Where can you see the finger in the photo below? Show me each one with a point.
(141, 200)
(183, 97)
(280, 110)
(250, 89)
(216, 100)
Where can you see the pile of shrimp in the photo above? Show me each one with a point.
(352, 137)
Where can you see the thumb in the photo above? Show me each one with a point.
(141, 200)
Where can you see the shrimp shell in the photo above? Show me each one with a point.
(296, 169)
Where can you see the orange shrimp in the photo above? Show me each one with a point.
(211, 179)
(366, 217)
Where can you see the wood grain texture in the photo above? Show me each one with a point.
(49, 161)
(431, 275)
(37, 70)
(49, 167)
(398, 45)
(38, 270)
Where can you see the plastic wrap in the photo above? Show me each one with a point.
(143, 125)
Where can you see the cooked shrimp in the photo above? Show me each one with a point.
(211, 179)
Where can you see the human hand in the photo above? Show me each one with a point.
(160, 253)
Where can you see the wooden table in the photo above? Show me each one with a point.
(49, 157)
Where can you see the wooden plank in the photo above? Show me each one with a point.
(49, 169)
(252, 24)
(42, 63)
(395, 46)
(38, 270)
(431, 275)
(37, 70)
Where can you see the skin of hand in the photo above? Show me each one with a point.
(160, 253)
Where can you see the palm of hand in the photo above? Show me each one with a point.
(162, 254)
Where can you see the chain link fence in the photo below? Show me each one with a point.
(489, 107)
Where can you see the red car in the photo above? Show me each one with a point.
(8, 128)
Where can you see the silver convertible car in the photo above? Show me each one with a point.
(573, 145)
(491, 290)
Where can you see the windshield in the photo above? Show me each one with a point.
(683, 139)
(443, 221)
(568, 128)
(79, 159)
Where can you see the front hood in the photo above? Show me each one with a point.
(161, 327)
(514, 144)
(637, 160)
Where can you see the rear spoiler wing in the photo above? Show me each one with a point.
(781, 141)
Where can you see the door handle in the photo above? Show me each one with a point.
++++++++
Rewrite everything from the line containing "Where can you see the rear" down to the end of the material, replacing "door handle" with "side mirror" and leaving everything else unchanged.

Where can you see the rear spoiler wing in the photo above? Show me each one with a point.
(781, 141)
Where can you see the side mirror in the photo above? Show me each one with a point.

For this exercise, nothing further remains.